§ Direction
List each line of the listing below that contains the string "fixture", copying every such line in full. Matching is case-sensitive.

[Source data]

□ □ □

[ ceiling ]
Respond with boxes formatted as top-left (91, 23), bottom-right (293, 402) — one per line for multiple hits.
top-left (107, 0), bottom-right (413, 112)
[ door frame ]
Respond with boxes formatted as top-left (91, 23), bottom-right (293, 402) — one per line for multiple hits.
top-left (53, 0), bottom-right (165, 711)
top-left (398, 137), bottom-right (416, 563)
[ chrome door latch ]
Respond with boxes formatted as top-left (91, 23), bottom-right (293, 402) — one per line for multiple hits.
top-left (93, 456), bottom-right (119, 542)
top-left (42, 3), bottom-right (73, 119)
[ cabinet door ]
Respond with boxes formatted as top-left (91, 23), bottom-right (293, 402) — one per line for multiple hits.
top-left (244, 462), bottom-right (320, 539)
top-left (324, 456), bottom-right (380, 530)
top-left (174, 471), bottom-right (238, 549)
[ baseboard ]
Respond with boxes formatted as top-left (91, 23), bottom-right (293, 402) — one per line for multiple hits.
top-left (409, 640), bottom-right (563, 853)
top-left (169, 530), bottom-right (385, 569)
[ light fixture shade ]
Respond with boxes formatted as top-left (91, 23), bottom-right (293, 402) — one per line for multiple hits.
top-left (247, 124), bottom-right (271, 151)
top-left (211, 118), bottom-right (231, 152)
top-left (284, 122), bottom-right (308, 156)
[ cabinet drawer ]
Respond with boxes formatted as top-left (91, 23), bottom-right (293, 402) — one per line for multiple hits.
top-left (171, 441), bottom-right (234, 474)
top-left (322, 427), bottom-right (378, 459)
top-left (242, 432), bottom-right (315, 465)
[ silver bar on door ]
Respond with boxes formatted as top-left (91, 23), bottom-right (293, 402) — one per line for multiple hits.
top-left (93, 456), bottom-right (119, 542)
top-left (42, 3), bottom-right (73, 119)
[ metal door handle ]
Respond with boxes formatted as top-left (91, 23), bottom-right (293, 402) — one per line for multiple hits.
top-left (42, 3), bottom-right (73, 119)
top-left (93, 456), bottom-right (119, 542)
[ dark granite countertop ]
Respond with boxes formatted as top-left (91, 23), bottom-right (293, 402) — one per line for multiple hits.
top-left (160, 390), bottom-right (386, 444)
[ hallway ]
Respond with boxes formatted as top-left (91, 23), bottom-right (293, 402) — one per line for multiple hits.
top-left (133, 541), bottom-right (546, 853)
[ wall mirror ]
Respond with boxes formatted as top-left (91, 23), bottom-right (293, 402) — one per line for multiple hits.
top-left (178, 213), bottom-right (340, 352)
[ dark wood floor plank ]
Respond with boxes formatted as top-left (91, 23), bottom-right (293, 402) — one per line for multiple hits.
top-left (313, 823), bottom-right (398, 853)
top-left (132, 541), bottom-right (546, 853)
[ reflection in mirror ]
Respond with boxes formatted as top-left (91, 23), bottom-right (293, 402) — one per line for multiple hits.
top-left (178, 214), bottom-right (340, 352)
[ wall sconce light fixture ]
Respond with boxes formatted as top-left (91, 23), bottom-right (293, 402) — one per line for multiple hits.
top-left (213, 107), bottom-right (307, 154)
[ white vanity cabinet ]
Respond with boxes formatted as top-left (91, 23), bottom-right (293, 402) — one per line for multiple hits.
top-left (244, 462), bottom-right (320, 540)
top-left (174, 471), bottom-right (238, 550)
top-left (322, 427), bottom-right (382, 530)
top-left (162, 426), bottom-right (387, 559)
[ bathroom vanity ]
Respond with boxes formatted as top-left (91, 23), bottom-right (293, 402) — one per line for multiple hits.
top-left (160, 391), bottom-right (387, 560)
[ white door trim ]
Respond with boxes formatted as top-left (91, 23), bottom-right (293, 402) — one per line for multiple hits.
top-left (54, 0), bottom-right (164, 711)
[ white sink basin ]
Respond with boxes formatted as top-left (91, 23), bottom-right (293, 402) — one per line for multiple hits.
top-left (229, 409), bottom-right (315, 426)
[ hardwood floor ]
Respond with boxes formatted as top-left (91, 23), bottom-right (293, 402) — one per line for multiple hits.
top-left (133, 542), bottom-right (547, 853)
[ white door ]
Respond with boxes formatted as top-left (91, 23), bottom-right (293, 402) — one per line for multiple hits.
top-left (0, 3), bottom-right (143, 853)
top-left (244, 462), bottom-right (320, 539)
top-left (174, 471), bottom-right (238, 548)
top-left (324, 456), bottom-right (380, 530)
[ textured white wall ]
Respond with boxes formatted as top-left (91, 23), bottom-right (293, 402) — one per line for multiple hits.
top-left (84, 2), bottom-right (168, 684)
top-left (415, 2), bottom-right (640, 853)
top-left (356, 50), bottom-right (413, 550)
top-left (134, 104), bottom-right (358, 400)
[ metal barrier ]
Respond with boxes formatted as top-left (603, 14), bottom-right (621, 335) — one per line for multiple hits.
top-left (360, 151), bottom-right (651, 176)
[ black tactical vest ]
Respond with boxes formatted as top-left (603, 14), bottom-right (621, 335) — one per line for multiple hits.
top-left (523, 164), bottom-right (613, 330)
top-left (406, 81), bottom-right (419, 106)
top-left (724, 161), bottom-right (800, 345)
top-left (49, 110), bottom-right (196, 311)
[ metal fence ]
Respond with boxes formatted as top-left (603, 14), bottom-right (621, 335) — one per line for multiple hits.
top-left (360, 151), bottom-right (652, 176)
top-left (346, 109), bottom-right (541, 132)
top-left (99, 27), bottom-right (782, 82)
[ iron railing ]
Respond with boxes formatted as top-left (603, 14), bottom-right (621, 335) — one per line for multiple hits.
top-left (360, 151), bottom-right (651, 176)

□ □ □

§ Written response
[ light fixture shade ]
[ wall sconce light fixture ]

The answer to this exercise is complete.